◆ Exercise details:
Transcribe all of the records exactly, leaving every line as it is.

*** Task input ***

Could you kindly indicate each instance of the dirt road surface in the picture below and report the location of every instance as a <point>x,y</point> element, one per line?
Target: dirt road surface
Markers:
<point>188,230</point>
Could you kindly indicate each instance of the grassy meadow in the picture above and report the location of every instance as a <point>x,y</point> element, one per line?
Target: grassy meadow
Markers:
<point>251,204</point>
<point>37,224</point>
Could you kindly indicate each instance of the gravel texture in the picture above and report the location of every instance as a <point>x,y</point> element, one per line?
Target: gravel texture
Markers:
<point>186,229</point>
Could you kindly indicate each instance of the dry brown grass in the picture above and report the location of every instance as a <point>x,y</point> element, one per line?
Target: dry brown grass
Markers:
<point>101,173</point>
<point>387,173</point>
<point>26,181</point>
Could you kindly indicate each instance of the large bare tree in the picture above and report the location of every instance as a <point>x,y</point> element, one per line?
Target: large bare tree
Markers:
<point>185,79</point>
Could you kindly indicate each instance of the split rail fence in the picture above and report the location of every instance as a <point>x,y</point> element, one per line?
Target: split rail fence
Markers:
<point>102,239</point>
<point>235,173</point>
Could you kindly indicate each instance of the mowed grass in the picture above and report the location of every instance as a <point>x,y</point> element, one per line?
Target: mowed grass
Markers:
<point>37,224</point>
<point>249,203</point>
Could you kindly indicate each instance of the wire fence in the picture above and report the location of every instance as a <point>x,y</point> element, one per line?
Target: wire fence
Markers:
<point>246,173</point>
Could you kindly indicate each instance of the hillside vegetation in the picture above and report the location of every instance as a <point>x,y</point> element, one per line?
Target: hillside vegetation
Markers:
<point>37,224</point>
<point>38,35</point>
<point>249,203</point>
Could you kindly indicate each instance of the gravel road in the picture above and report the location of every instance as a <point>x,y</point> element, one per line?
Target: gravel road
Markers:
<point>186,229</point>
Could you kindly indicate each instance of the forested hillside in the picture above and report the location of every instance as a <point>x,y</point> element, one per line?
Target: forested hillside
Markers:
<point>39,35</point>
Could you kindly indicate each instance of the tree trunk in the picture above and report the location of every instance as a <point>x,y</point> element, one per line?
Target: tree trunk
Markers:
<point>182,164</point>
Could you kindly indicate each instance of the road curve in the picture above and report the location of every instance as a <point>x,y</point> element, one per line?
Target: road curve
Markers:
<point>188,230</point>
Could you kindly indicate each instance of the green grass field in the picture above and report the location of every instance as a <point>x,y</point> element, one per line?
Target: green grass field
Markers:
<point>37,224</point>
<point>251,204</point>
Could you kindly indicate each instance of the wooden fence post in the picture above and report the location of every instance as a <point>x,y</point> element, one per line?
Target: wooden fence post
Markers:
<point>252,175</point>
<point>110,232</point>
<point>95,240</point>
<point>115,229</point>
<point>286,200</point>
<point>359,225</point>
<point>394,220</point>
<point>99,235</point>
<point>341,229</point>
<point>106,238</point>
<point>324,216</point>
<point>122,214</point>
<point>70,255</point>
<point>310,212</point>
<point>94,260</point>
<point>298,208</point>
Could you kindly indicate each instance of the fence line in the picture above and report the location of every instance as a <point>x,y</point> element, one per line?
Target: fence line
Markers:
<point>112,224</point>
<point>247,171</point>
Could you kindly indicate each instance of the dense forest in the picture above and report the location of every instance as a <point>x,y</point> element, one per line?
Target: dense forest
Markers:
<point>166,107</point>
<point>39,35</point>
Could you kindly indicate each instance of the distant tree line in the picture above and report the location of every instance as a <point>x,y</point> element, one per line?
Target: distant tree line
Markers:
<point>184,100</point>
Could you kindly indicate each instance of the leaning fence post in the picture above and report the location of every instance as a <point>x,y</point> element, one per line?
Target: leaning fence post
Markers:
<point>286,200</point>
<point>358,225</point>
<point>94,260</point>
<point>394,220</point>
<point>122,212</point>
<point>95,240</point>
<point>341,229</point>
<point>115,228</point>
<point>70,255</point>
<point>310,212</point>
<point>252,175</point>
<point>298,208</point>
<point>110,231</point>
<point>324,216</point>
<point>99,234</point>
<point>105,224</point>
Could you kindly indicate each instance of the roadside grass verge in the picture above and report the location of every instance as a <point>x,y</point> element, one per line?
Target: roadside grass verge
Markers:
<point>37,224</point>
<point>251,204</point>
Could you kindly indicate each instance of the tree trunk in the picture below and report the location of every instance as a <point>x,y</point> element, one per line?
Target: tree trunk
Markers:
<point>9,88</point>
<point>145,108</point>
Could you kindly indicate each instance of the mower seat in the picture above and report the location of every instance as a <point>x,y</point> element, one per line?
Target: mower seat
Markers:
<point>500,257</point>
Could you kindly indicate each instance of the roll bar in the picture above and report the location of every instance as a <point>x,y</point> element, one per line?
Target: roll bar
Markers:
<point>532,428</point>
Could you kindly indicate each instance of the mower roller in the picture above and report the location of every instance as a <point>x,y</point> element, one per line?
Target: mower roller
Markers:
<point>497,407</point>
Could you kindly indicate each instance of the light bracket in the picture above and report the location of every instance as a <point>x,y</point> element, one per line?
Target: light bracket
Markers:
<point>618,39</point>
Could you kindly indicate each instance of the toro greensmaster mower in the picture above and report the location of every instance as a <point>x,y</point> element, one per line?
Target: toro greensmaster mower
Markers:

*** End of Task input ***

◆ Solution to this exercise:
Could you kindly indicate each instance of the dirt road surface in the picture below and report the location of every instance as a <point>x,y</point> element, one per line?
Target: dirt road surface
Markers:
<point>188,230</point>
Could you kindly indicate each instance of the grassy meadow in the picture above and report the location of every instance as a <point>x,y</point> element, one per line?
Target: grassy meadow
Markers:
<point>251,204</point>
<point>37,224</point>
Could you kindly indicate each instance of the gravel texture in the picture above and report the location of every instance as a <point>x,y</point> element, one per line?
Target: gravel texture
Markers:
<point>186,229</point>
Could you kindly indicate each instance of the dry brown grass in the picture above and report the location of every instance as a <point>x,y</point> element, one per line?
Target: dry brown grass
Markers:
<point>101,173</point>
<point>387,173</point>
<point>26,181</point>
Could you kindly indicate each instance of the large bare tree in the picture above and report the location of every instance as a <point>x,y</point> element, one per line?
Target: large bare tree
Markers:
<point>185,79</point>
Could you kindly indicate each instance of the split rail fence in the picture above and report the location of every instance as a <point>x,y</point> element, one per line?
Target: split rail fence
Markers:
<point>102,239</point>
<point>235,173</point>
Could you kindly indicate each instance of the mowed grass in the picture above and report the location of every instance as a <point>x,y</point> element, one per line?
Target: mowed grass
Markers:
<point>37,224</point>
<point>249,203</point>
Could you kindly indicate each instance of the wire fence in the picture above and report the location of every instance as a <point>x,y</point> element, one per line?
Target: wire fence
Markers:
<point>246,173</point>
Could you kindly indicate each instance of the hillside vegetation in the picture above and report the location of every instance as a <point>x,y</point> element, one per line?
Target: hillside vegetation
Markers:
<point>37,224</point>
<point>38,35</point>
<point>249,203</point>
Could you kindly indicate each instance of the gravel road in the picture above and report the location of every instance as a <point>x,y</point> element, one per line?
Target: gravel road
Markers:
<point>186,229</point>
Could you kindly indicate each instance of the forested hillside in the picture above and report the location of every instance as a <point>x,y</point> element, one per line?
Target: forested hillside
Markers:
<point>39,35</point>
Could you kindly indicate each instance of the tree trunk in the picture above and report the location of every instance as a <point>x,y</point> element, one per line?
Target: tree trunk
Markers:
<point>182,164</point>
Could you kindly indicate each instance of the road curve in the picture above and report the location of every instance as a <point>x,y</point> element, one per line?
Target: road curve
Markers:
<point>188,230</point>
Could you kindly indicate each instance of the green grass field in the picture above and report the location of every instance as a <point>x,y</point> element, one per line?
Target: green grass field
Markers:
<point>37,224</point>
<point>251,204</point>
Could you kindly indicate each instance of the wooden fence post in the picture above and report the location of every instance as a <point>x,y</point> element, one per line?
Target: wooden fence post
Markers:
<point>252,175</point>
<point>110,232</point>
<point>95,240</point>
<point>115,229</point>
<point>286,200</point>
<point>359,225</point>
<point>394,220</point>
<point>99,235</point>
<point>341,229</point>
<point>106,238</point>
<point>324,216</point>
<point>122,214</point>
<point>70,255</point>
<point>310,212</point>
<point>94,260</point>
<point>298,208</point>
Could you kindly indicate each instance of the fence line in the picture above and report the location of every instance as a <point>x,y</point> element, one per line?
Target: fence line
Markers:
<point>112,224</point>
<point>247,171</point>
Could you kindly indicate each instance of the dense forest in the picture above and report the location of every instance as a <point>x,y</point> element, one per line?
Target: dense forest
Markers:
<point>166,107</point>
<point>39,35</point>
Could you kindly indicate each instance of the distant tree line in the picture above and report the location of every instance as a <point>x,y</point> element, one per line?
Target: distant tree line
Markers:
<point>184,100</point>
Could you kindly indicate each instance of the leaning fence post in the picture above and report the location of every instance as a <point>x,y</point> element, one per line?
Target: leaning fence post
Markers:
<point>286,200</point>
<point>358,225</point>
<point>94,260</point>
<point>394,220</point>
<point>122,212</point>
<point>95,240</point>
<point>341,229</point>
<point>115,228</point>
<point>70,255</point>
<point>310,212</point>
<point>252,175</point>
<point>298,208</point>
<point>110,231</point>
<point>324,216</point>
<point>99,234</point>
<point>105,224</point>
Could you kindly indicate each instance of the roadside grass verge in the picture above and report the location of every instance as a <point>x,y</point> element, one per line?
Target: roadside grass verge
Markers:
<point>37,224</point>
<point>251,204</point>
Could you kindly indicate each instance of the tree trunk in the picture below and report the location of every instance as a <point>x,y</point> element, one per line?
Target: tree trunk
Markers:
<point>9,88</point>
<point>145,108</point>
Could you kindly indicate each instance of the mower seat in the picture above and report the location of every instance as a <point>x,y</point> element, one per line?
Target: mower seat
Markers:
<point>500,257</point>
Could you kindly indicate each instance of the roll bar in the picture above and report the location of every instance as a <point>x,y</point> element, one per line?
Target: roll bar
Markers:
<point>532,428</point>
Could you kindly indicate each instance of the mower roller in the picture above and report the location of every instance as a <point>x,y</point> element, one per line?
Target: mower roller
Markers:
<point>497,407</point>
Could you kindly indicate each instance of the light bracket in the picture above and report the location of every instance as a <point>x,y</point> element, one per line?
Target: light bracket
Markers:
<point>618,39</point>
Could you kindly indicate each instance of the toro greensmaster mower in the picture above and report the location of every instance as a <point>x,y</point> element, one per line?
Target: toro greensmaster mower
Markers:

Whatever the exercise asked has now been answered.